[SET TASK]
Report how many lines of the material below contain the string "lattice". Give only the number.

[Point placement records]
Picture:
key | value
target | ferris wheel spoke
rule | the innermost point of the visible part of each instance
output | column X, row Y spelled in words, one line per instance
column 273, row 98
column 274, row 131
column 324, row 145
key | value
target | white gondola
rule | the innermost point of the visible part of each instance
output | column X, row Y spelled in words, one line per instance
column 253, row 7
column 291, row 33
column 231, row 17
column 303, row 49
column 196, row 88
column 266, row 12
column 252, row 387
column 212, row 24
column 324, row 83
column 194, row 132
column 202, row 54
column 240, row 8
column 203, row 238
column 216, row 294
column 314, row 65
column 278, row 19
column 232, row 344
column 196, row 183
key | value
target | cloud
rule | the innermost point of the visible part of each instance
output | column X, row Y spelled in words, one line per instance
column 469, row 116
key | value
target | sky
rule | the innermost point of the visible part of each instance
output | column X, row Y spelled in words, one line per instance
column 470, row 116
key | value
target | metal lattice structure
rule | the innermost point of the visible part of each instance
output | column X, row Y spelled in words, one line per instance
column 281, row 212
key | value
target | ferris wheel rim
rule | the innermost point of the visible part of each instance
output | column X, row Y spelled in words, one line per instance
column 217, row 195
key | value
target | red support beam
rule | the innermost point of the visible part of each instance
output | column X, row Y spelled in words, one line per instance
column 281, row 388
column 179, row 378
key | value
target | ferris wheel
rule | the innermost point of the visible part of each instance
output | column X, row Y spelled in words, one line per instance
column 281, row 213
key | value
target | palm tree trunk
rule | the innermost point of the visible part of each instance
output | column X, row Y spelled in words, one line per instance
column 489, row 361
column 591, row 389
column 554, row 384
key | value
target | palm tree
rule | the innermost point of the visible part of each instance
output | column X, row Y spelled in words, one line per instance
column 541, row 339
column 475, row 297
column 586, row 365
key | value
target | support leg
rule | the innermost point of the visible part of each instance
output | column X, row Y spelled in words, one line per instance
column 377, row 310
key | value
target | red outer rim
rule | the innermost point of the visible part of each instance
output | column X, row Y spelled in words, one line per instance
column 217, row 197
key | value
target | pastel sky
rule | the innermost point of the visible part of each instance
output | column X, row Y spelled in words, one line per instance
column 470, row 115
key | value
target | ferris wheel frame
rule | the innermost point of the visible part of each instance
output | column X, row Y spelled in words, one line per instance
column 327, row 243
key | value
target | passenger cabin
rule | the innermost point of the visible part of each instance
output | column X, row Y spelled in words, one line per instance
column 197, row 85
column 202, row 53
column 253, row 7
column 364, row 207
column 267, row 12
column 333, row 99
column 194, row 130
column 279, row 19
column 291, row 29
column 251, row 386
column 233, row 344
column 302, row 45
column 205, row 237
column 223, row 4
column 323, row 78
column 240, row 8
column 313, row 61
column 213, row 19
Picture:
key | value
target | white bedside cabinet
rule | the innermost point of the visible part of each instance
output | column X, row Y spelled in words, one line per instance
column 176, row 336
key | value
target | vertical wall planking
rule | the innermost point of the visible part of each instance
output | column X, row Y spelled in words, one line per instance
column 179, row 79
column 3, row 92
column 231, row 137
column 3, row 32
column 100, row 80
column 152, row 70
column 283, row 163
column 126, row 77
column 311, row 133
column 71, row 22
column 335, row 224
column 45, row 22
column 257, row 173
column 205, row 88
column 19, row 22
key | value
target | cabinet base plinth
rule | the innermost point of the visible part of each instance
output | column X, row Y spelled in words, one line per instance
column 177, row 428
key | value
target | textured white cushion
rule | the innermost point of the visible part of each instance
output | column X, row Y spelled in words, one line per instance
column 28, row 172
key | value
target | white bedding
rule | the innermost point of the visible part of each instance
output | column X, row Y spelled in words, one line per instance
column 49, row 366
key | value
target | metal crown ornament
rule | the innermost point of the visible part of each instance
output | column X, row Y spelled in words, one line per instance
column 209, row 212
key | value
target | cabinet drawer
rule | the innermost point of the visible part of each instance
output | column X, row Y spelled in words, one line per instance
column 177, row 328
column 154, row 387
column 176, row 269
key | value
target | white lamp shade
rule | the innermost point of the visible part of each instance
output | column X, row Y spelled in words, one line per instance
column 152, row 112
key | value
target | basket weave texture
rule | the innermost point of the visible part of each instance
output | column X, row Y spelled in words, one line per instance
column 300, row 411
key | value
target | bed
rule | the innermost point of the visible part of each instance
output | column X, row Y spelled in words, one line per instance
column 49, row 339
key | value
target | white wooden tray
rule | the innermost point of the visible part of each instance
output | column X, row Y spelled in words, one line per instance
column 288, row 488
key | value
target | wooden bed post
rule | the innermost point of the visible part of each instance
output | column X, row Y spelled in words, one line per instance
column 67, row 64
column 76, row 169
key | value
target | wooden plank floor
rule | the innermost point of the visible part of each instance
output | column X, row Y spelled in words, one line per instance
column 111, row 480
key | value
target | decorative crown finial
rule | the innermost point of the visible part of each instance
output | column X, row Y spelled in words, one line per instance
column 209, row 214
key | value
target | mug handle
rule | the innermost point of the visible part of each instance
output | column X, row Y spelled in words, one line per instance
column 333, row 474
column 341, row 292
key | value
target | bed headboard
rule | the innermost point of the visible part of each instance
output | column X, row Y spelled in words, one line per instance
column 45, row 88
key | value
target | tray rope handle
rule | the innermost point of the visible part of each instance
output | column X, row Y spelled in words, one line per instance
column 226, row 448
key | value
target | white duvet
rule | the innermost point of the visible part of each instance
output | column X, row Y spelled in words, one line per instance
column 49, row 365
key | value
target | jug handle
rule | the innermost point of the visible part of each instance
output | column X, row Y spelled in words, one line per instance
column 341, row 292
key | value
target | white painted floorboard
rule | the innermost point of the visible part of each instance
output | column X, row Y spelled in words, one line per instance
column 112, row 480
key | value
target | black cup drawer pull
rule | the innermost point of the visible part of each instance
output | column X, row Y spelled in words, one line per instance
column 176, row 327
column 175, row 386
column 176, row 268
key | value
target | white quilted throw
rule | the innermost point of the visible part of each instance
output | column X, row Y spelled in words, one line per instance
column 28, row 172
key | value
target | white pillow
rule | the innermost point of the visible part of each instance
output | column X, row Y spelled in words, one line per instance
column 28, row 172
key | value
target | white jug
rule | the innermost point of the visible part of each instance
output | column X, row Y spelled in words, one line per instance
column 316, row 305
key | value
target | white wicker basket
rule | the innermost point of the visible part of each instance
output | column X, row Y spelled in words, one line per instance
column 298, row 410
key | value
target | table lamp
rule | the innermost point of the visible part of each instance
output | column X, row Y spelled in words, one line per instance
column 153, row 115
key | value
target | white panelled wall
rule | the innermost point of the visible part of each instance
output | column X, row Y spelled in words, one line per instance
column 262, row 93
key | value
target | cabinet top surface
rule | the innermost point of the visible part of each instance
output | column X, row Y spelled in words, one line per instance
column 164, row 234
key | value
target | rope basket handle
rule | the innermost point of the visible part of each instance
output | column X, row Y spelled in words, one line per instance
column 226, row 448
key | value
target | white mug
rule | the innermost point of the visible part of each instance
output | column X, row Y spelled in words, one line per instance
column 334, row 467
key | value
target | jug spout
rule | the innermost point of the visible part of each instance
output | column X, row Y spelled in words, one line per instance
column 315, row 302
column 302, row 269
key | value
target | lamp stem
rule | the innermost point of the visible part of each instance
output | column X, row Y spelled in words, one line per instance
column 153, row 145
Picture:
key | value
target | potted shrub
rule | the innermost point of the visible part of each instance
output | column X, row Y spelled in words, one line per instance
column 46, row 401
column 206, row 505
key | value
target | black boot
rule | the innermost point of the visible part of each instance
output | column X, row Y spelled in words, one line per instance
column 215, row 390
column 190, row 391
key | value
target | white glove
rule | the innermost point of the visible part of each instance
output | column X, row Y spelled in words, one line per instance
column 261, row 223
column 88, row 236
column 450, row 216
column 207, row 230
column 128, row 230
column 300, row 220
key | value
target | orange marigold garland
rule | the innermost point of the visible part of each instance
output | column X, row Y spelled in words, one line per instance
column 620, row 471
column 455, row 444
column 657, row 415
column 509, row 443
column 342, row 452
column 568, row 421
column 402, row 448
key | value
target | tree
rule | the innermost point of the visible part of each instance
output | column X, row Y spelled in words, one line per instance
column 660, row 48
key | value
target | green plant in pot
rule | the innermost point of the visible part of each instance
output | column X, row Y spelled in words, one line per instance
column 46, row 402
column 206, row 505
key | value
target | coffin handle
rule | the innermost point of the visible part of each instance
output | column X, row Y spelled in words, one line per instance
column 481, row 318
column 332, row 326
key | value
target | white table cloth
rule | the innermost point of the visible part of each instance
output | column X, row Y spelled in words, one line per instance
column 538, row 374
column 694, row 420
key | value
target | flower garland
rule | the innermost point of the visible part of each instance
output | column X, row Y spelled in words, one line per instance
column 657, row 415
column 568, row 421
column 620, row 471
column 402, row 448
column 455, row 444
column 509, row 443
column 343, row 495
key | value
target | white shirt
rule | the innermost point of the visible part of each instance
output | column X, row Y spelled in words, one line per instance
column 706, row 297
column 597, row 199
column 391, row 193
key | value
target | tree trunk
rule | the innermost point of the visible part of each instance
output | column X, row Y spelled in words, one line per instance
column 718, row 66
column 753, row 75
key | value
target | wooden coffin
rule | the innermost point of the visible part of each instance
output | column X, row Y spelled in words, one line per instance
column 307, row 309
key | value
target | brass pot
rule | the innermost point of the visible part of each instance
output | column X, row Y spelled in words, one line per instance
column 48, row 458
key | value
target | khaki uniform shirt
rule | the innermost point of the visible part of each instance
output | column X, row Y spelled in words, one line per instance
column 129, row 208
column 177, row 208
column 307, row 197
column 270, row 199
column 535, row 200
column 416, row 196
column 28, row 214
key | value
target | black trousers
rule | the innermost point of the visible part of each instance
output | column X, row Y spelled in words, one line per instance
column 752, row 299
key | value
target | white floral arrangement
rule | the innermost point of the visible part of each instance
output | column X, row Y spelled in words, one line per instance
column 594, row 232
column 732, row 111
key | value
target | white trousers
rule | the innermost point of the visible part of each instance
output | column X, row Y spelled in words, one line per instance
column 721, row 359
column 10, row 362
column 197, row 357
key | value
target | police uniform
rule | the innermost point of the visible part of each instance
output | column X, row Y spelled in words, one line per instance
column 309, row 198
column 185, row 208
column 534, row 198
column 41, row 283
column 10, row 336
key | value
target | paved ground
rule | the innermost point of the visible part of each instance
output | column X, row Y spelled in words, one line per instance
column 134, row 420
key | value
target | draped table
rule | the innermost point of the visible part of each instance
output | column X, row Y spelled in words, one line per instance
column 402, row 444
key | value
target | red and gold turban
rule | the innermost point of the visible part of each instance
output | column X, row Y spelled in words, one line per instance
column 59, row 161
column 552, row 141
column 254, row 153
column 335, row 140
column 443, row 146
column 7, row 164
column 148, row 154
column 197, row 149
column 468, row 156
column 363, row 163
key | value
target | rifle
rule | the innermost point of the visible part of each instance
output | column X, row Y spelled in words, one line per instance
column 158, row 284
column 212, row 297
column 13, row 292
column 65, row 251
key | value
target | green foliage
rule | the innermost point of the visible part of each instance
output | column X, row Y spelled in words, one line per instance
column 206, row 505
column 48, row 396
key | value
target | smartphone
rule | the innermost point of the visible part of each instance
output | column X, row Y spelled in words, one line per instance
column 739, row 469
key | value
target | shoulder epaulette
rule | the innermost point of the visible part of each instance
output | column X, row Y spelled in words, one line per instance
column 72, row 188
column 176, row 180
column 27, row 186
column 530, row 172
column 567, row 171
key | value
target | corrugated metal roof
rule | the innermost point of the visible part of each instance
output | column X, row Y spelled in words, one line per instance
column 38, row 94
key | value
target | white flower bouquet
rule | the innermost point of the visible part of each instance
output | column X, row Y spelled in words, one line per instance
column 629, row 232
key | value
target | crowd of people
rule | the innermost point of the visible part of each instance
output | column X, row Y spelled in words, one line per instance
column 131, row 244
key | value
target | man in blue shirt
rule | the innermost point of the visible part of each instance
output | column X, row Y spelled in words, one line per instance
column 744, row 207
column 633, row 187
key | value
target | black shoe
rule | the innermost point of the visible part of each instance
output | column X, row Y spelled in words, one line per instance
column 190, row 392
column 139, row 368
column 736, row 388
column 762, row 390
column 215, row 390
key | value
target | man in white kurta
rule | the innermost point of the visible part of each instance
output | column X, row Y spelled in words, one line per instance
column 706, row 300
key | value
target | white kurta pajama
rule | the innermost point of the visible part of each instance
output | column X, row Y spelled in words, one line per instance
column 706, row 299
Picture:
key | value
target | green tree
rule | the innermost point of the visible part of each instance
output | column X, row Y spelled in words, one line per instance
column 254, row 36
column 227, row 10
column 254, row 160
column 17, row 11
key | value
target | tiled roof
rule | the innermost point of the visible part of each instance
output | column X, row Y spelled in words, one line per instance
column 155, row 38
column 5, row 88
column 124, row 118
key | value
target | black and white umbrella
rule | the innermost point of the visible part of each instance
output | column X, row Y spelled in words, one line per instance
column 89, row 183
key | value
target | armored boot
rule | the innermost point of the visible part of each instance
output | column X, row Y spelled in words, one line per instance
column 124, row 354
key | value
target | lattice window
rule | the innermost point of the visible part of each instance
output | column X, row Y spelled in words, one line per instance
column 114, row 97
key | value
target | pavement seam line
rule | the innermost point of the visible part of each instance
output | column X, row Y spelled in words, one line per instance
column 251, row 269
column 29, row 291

[SOLUTION TO THE PROBLEM]
2